[Image location labeling entries]
● ● ● ●
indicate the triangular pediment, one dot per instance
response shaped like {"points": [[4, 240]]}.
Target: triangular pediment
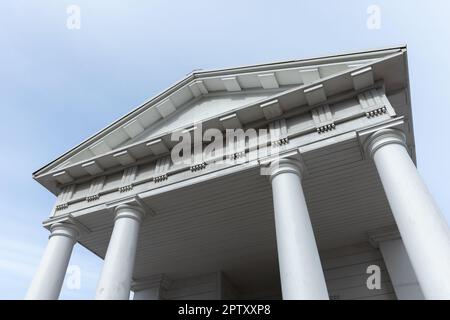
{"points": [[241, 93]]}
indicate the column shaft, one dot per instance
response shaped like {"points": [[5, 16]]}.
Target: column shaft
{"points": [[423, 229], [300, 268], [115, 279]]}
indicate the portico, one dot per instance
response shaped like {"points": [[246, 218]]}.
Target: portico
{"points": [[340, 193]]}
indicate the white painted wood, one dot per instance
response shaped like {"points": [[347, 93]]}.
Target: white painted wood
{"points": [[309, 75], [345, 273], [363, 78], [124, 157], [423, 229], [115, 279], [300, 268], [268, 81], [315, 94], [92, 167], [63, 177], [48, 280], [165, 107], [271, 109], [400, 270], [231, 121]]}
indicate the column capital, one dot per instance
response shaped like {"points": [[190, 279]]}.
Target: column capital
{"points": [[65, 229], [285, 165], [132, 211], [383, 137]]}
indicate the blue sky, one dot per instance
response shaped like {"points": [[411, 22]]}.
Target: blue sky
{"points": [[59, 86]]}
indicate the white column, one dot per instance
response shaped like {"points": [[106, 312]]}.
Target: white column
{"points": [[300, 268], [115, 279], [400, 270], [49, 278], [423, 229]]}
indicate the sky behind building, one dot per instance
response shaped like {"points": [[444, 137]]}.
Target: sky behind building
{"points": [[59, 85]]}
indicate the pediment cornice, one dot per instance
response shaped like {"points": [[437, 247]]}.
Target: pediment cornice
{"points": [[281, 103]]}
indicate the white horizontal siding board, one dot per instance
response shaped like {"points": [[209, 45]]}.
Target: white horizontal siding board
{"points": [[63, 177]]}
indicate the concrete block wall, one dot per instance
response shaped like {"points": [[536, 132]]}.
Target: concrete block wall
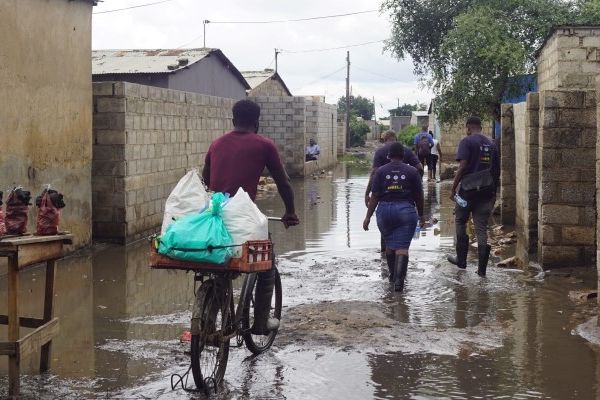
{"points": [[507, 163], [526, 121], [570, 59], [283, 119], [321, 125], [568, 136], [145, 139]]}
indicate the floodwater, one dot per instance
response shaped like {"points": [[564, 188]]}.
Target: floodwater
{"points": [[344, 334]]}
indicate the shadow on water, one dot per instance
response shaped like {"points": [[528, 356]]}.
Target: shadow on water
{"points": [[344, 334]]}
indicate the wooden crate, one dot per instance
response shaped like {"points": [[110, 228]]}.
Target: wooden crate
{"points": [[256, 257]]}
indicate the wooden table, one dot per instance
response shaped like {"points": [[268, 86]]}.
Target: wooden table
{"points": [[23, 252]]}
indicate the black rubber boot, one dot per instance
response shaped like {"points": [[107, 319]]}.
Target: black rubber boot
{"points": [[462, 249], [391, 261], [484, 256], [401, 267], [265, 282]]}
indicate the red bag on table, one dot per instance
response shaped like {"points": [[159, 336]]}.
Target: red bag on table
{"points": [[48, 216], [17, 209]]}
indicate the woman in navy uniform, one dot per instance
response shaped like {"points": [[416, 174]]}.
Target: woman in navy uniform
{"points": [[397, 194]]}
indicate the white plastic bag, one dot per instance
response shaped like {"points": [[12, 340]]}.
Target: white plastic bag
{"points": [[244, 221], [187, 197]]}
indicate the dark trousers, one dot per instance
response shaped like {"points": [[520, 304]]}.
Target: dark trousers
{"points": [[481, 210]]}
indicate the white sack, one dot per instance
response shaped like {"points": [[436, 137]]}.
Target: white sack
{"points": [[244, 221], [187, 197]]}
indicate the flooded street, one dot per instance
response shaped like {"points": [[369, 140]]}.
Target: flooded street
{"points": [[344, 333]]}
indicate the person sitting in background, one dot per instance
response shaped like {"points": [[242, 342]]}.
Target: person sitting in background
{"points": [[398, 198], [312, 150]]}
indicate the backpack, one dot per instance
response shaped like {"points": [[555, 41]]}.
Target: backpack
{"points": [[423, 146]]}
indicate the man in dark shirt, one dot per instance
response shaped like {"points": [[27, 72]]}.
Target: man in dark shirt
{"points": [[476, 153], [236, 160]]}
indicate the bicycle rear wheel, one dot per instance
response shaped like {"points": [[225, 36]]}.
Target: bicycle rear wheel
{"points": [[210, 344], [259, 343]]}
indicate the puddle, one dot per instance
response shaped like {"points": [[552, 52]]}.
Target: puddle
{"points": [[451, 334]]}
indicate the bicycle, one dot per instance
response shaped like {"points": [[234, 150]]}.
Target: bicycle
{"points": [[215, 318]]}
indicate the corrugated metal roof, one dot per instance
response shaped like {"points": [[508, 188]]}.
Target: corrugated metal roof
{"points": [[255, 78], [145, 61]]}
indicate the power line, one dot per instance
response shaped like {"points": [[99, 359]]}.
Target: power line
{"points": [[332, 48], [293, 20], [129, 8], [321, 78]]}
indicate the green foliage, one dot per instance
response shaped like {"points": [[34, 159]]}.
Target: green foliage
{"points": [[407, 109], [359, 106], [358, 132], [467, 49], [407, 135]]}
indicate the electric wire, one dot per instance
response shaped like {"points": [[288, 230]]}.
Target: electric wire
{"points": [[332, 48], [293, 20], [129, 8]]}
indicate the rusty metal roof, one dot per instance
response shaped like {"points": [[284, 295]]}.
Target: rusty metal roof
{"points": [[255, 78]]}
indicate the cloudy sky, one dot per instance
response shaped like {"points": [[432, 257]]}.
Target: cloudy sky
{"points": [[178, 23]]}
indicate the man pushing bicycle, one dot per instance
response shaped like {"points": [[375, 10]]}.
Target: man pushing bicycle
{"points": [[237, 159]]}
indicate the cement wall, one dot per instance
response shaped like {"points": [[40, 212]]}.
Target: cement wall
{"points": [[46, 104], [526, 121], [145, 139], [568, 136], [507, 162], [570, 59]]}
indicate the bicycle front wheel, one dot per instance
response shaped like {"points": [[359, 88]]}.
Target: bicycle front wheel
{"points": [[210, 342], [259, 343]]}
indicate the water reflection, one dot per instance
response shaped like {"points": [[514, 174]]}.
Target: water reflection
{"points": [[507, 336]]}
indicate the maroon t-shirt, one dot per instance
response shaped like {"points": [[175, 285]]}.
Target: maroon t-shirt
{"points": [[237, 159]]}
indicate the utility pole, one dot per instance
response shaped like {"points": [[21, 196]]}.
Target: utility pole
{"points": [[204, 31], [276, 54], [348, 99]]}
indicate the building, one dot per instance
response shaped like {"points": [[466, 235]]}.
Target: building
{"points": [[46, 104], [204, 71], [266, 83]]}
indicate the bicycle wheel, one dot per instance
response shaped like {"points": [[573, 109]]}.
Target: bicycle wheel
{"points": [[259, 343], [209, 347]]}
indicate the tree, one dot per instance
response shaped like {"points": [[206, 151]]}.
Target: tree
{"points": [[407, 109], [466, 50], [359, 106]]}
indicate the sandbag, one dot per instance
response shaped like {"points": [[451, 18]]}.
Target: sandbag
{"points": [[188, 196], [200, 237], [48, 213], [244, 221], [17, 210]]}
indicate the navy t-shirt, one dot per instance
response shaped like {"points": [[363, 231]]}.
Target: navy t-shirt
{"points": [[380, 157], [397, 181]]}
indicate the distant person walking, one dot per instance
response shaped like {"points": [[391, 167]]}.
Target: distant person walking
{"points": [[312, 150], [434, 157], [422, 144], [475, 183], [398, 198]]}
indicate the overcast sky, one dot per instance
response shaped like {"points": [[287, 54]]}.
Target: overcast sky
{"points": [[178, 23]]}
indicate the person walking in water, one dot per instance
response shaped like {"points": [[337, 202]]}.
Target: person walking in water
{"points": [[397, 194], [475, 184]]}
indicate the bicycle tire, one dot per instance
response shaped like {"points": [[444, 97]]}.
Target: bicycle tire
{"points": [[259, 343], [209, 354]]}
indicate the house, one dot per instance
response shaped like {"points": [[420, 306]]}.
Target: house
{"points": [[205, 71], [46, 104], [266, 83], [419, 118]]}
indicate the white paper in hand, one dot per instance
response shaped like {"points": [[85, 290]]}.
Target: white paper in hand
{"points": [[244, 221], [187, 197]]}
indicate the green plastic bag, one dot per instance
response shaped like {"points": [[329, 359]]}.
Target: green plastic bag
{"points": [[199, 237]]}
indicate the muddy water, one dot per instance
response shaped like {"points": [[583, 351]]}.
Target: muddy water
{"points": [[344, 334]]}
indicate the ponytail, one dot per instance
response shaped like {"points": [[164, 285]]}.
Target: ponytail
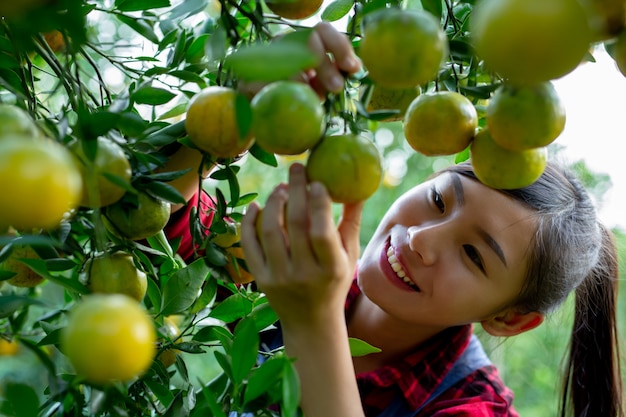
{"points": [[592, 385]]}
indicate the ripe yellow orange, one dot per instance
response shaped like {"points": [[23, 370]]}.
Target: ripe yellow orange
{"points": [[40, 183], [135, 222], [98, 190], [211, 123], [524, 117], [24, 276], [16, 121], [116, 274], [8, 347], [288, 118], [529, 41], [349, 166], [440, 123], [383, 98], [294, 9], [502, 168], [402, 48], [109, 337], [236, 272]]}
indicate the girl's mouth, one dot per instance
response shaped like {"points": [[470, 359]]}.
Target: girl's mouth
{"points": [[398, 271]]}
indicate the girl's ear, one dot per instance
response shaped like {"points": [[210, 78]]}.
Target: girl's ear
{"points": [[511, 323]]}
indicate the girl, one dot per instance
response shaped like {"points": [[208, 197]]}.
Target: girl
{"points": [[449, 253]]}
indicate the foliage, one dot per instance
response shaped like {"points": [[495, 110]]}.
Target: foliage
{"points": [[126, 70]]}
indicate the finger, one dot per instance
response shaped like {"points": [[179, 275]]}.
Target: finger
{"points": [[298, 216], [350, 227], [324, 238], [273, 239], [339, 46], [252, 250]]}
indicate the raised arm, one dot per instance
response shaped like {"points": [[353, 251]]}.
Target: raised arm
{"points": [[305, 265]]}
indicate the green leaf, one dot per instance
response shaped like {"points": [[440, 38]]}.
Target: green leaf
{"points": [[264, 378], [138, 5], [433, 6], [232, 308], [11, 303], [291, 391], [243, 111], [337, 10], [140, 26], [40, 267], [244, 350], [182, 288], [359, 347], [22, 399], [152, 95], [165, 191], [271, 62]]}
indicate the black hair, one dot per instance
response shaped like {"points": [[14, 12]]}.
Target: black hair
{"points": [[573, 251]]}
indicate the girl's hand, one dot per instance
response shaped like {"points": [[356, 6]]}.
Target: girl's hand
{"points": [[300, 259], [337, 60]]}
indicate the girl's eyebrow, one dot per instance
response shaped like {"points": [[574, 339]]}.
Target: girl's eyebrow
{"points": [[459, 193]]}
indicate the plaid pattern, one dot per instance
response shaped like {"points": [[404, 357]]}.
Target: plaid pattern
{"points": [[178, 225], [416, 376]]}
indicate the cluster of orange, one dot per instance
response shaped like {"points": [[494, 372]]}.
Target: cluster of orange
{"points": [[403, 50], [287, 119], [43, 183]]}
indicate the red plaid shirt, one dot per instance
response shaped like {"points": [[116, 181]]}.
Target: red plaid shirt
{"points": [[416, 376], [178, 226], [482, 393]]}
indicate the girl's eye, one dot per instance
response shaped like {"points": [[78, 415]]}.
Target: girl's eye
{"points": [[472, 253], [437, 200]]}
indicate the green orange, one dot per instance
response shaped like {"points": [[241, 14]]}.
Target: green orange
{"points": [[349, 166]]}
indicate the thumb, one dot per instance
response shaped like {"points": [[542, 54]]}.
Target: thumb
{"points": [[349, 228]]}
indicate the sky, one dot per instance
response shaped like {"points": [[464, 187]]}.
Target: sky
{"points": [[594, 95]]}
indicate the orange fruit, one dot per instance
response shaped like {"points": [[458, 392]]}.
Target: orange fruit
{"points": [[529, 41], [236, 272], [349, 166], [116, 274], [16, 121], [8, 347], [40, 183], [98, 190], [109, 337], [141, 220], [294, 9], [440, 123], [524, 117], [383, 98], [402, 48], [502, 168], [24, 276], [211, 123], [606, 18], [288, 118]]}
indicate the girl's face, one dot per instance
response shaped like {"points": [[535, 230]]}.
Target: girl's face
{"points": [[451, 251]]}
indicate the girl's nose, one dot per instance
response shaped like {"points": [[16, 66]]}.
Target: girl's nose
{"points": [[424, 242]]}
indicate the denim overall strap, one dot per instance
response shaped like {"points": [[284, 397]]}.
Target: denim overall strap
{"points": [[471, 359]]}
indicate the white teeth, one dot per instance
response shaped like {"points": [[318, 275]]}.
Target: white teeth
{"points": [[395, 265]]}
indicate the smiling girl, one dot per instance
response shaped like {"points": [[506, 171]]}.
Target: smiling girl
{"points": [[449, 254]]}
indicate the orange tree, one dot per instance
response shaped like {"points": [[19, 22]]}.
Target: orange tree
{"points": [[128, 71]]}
● ● ● ●
Send back exactly the lines from the line with "indicate the red plaid" through the end of the records.

indicate the red plaid shirt, one dot per instance
response shaped like {"points": [[116, 181]]}.
Target: red plaid shirt
{"points": [[416, 376], [178, 226], [482, 393]]}
indicate the girl's eye, one dot per instance
response shaped like {"points": [[78, 415]]}.
Target: girl's eye
{"points": [[472, 253], [437, 200]]}
indicate the green orange, one dot per instance
response shaped like {"points": [[241, 14]]}.
Target: green orange
{"points": [[349, 166]]}
indicate the thumb, one dot per instance
response shaped like {"points": [[542, 54]]}.
Target: thumb
{"points": [[349, 228]]}
indicate the sky, one dot per instance
response shaped like {"points": [[464, 187]]}.
Target: sky
{"points": [[594, 95]]}
indicate the orange fruit, one dot per instance
response shaped like {"points": [[458, 392]]}.
Target: orange fruit
{"points": [[529, 41], [236, 272], [349, 166], [116, 274], [16, 121], [8, 347], [40, 183], [98, 190], [109, 337], [141, 220], [294, 9], [440, 123], [524, 117], [383, 98], [402, 48], [502, 168], [24, 276], [211, 123], [606, 18], [288, 118]]}
indicate the girl's face, one dot per instance
response shaped like {"points": [[535, 230]]}.
Target: girl's face
{"points": [[451, 251]]}
indicate the girl's nose, one dot per instance
response shaped like {"points": [[16, 66]]}.
Target: girl's nose
{"points": [[424, 242]]}
indicate the denim overall strap, one dot per instance
response shaped like {"points": [[284, 397]]}.
Target: denim overall strap
{"points": [[471, 359]]}
indicate the white teeth, one dot per instance
response shaped like {"points": [[318, 275]]}.
Target: white teeth
{"points": [[395, 265]]}
indicate the smiling girl, one dot per instance
response shaped like {"points": [[506, 171]]}.
Target: smiling girl
{"points": [[449, 254]]}
indicate the orange tree, one dot per instance
response shaped like {"points": [[19, 22]]}.
Target: orange tree
{"points": [[128, 71]]}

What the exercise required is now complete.